EXERCISE 1 ▸ In the sled dog training post, how far did each team of 16 dogs run on the first real day of training?
EXERCISE 2 ▸ Write the next part of the sled dog training post, starting after its final sentence.

TEXT ▸
:::::
SP Kennel is a premier sled dog racing kennel in Two Rivers, Alaska, dedicated to the individual dog through excellent health, nutrition, training and specialized care.

Thursday, September 4, 2008

Training Time

The dogs know that something is different! The nights have gotten cooler...35 to 40 degrees F. The days now have a beginning and an end. The sun rises at 7:30 AM and sets at 8:00 PM. Do the dogs notice that the aspen and birch are brilliant gold and their leaves twirl downward in the slightest wind? Do they see the squirrels filling their winters caches or the snowshoe hares transitioning to their white winter coats? We'll never know.

What the dogs surely know is that their bodies are telling them that it's time to RUN...!

They bounce and jump....they run in circles around the yard....they call to each other excitedly.....they dig holes to China with energetic abandon. Somehow they know that serious TRAINING SEASON has begun. And they are beyond ready!

Hunter and Stella.

Is summer over yet? I need to pull a sled!

Aliy and Allen are ready too. Tons of hi protein kibble are stored in the barn. Harnesses and ganglines have been organized and repaired. The ATVs have been checked for tire pressure, oil level and fuel. The dog truck is coming out of summer storage. Training record forms have been printed for each potential race dog. Lists of animals due for Rabies and 5-Way vaccines are posted and waiting for vaccination day. Even Aliy and Allen have begun their own training regimes with the help of a treadmill and Bowflex in their 'training cabin'.

Last Sunday was the first real day of training dogs for the 2008/2009 long distance sled dog racing season. The main focus was to get the experienced adults harnessed up with a minimum of confusion and to begin to teach the youngsters the manners and behaviors expected of a professional racing dog. They are all so excited to be in harness again.

At this time of year, the ideal time to run is in the early morning when the temperature is still in the high 30's. On Sunday it was 38 degrees F and drizzling. Perfect to keep the dogs cool. Each team of 16 dogs was secured to an ATV and ran about 3 miles in a huge loop around Fireweed Field. The dogs were given several short rest breaks and their speed kept slow. This week the dogs will increase to 5 miles and travel the trail to Moose Slough and back.
:::::
INFORMATION PROVIDED ▸
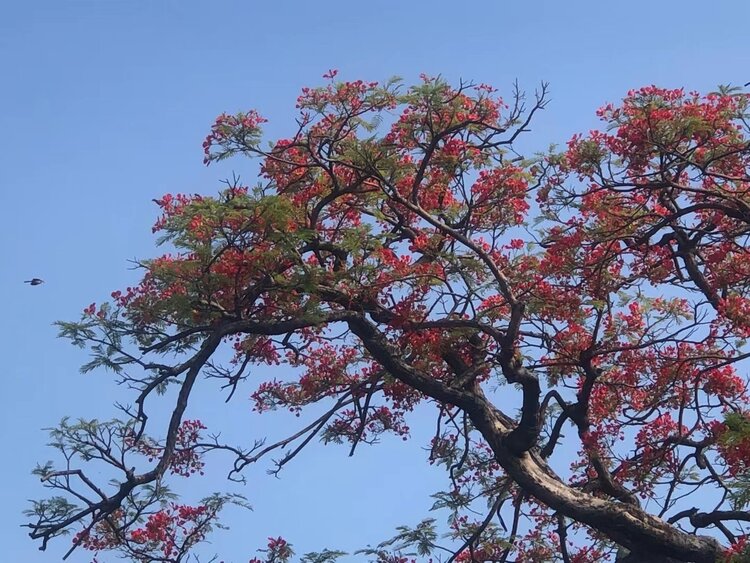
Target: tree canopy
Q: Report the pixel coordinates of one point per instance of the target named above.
(577, 321)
:::::
EXERCISE RESPONSE 1 ▸ About 3 miles, in a huge loop around Fireweed Field.

EXERCISE RESPONSE 2 ▸
During this early stage of training, the proven racers are used to teach and mentor the youngsters. For example, on Sunday, Hoss and Stormy lead one of the teams. Hoss, 6 years old, is a race hardened veteran. Stormy, age 3, is honing her leader skills. In the swing position, Manny (age 7) was tied with Hunter, a very excitable but bright 2 year old. And Dolly, a bit unfocused at age 2, was at the side of our very responsible, 5 year-old Snickers. All adults, age 2 and up, will train together in preparation for racing.

Two year-old Dolly. An adult body with a teen's focus.

The yearlings will run a less aggressive training schedule than the adults. Their job this season is to learn the basics of mushing, to muscle up and to calm down. Many of them were in harness for the first time on Sunday. Even though each yearling is paired with an adult on the gang line, the scene was pandemonium. This is the time for the musher to exhibit extreme patience, understanding and a sense of humor. The amazing thing is that each of these year-old, unproven Alaskan huskies knew exactly what to do when the team leaders started down the trail. Their championship genes shone through.

Tomorrow, Wednesday, is our third day of training. Think of us on the autumn trails of Interior Alaska. We'll update you on our progress!